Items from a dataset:

════════

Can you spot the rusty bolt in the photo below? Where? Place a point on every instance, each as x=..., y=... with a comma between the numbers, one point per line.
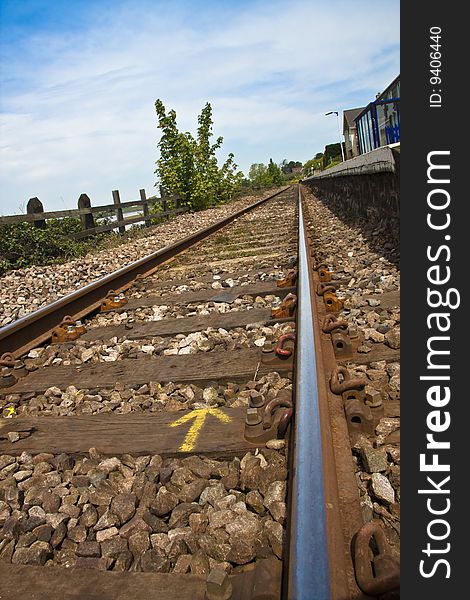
x=256, y=399
x=252, y=416
x=268, y=346
x=353, y=331
x=373, y=397
x=218, y=585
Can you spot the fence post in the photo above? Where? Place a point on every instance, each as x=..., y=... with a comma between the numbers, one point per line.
x=119, y=215
x=88, y=222
x=145, y=206
x=35, y=206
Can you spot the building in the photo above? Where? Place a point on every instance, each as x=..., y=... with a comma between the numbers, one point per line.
x=378, y=124
x=349, y=131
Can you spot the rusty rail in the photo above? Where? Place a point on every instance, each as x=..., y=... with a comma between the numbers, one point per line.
x=35, y=328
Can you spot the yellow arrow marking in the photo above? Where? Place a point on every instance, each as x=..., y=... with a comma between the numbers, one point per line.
x=199, y=415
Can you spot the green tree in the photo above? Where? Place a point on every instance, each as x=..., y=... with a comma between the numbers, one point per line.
x=274, y=173
x=188, y=167
x=258, y=175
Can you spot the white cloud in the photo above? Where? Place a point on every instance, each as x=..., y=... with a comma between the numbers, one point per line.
x=82, y=119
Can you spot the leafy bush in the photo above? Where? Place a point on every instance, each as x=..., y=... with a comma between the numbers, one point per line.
x=188, y=166
x=23, y=244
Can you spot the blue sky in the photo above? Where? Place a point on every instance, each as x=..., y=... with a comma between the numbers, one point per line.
x=79, y=79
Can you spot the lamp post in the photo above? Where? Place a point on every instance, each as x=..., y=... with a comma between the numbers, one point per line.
x=335, y=112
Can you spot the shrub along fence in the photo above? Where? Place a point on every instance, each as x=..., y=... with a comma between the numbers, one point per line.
x=152, y=207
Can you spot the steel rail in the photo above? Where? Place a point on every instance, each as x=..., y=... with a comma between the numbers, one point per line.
x=308, y=569
x=36, y=327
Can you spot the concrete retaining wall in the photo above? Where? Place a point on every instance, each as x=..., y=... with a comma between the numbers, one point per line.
x=367, y=186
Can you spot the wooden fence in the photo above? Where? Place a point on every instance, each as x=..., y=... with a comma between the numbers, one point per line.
x=35, y=213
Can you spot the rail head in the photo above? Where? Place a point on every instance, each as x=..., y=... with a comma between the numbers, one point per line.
x=308, y=576
x=35, y=328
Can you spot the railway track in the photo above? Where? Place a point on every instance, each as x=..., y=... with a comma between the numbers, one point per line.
x=188, y=432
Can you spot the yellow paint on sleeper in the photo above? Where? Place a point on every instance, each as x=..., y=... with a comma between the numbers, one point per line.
x=199, y=415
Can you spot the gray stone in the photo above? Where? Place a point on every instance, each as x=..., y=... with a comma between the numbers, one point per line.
x=105, y=534
x=276, y=492
x=254, y=500
x=123, y=506
x=138, y=543
x=198, y=522
x=274, y=534
x=164, y=503
x=212, y=493
x=59, y=534
x=382, y=488
x=180, y=514
x=43, y=533
x=374, y=459
x=107, y=520
x=77, y=534
x=123, y=561
x=133, y=526
x=193, y=490
x=88, y=549
x=36, y=554
x=154, y=560
x=199, y=563
x=392, y=338
x=100, y=564
x=113, y=547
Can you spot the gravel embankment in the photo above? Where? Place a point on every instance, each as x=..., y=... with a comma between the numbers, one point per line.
x=25, y=290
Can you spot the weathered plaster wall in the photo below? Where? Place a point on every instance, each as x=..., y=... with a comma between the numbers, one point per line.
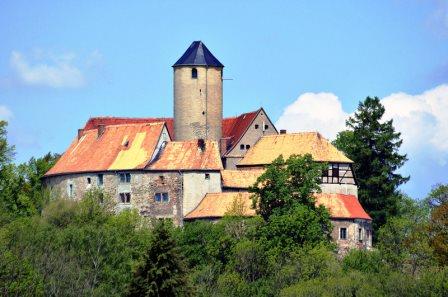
x=353, y=240
x=143, y=186
x=195, y=187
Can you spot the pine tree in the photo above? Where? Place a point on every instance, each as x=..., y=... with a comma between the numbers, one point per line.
x=373, y=145
x=164, y=272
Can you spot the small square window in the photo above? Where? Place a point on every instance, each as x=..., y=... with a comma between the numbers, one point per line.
x=125, y=197
x=70, y=191
x=100, y=180
x=125, y=177
x=161, y=197
x=335, y=170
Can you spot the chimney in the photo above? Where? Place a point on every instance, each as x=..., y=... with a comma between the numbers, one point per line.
x=80, y=134
x=201, y=144
x=101, y=129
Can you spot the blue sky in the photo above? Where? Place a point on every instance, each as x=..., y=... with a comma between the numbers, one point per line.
x=64, y=61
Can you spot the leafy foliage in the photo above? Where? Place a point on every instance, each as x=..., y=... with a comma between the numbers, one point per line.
x=373, y=145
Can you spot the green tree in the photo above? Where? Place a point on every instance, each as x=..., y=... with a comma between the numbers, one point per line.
x=373, y=145
x=438, y=226
x=287, y=183
x=163, y=272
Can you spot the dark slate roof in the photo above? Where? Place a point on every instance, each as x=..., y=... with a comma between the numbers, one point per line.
x=198, y=54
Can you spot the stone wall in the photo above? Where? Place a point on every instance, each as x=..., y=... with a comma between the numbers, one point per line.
x=196, y=185
x=197, y=103
x=353, y=240
x=252, y=135
x=143, y=187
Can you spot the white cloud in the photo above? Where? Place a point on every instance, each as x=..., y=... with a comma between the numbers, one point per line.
x=422, y=119
x=5, y=113
x=314, y=112
x=56, y=72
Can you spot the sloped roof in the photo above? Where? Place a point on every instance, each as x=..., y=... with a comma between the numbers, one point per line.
x=198, y=55
x=120, y=147
x=186, y=155
x=242, y=179
x=342, y=206
x=95, y=122
x=269, y=147
x=216, y=205
x=234, y=128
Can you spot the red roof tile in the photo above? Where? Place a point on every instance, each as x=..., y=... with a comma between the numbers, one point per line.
x=94, y=122
x=215, y=205
x=232, y=128
x=120, y=147
x=186, y=155
x=342, y=206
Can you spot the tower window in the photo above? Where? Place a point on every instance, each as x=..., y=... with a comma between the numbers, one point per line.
x=125, y=197
x=161, y=197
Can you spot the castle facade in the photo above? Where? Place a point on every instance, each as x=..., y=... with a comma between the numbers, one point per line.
x=193, y=166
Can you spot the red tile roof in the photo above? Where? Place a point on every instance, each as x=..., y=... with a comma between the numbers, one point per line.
x=120, y=147
x=94, y=122
x=215, y=205
x=232, y=128
x=186, y=155
x=342, y=206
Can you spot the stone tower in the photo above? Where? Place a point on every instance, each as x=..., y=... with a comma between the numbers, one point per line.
x=197, y=94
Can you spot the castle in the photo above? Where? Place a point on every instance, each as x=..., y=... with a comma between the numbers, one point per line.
x=193, y=166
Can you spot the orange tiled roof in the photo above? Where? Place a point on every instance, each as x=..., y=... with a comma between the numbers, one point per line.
x=216, y=205
x=342, y=206
x=232, y=128
x=239, y=178
x=268, y=148
x=120, y=147
x=186, y=155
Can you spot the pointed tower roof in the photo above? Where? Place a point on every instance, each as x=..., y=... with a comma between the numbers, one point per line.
x=198, y=55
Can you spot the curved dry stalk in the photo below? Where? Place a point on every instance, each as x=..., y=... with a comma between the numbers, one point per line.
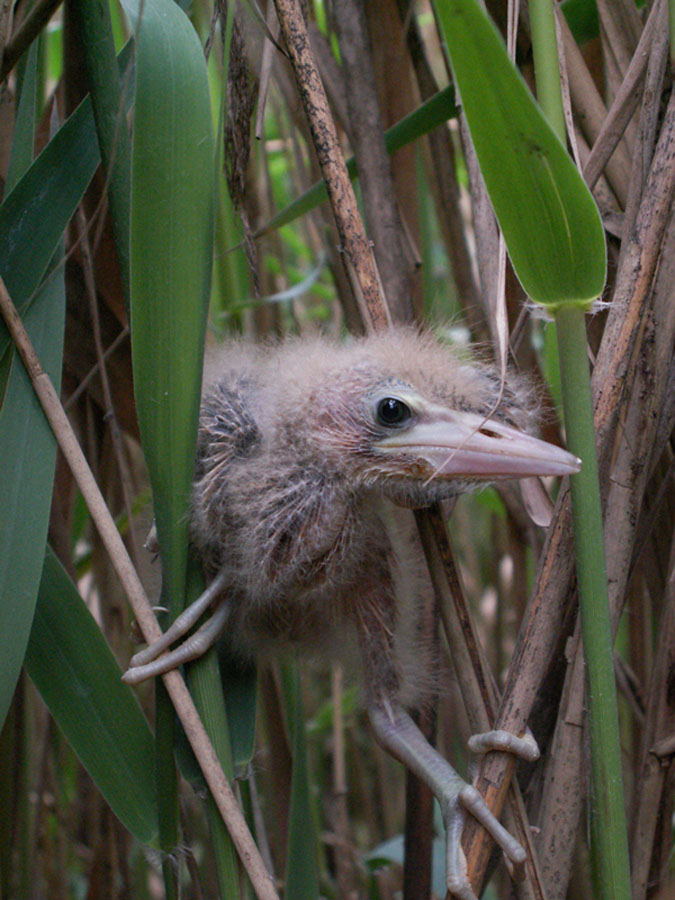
x=554, y=577
x=173, y=681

════════

Rewrite the lines of the listing starting at the one containing "Can you spot the steel" and ending at the one containing "x=367, y=186", both included, with the requests kept unchanged. Multiply every x and y coordinate in the answers by 0.8 and round each result to a whole number, rounding halves up.

SOLUTION |
Can you spot the steel rail in the photo above? Where? Place a point on every instance, each as x=..., y=... with a comma between the numbers, one point per line.
x=246, y=455
x=29, y=262
Can you spot the concrete retaining wall in the photo above? Where? Place a point on every instance, each as x=..., y=... with a comma between the numbers, one point per line.
x=294, y=149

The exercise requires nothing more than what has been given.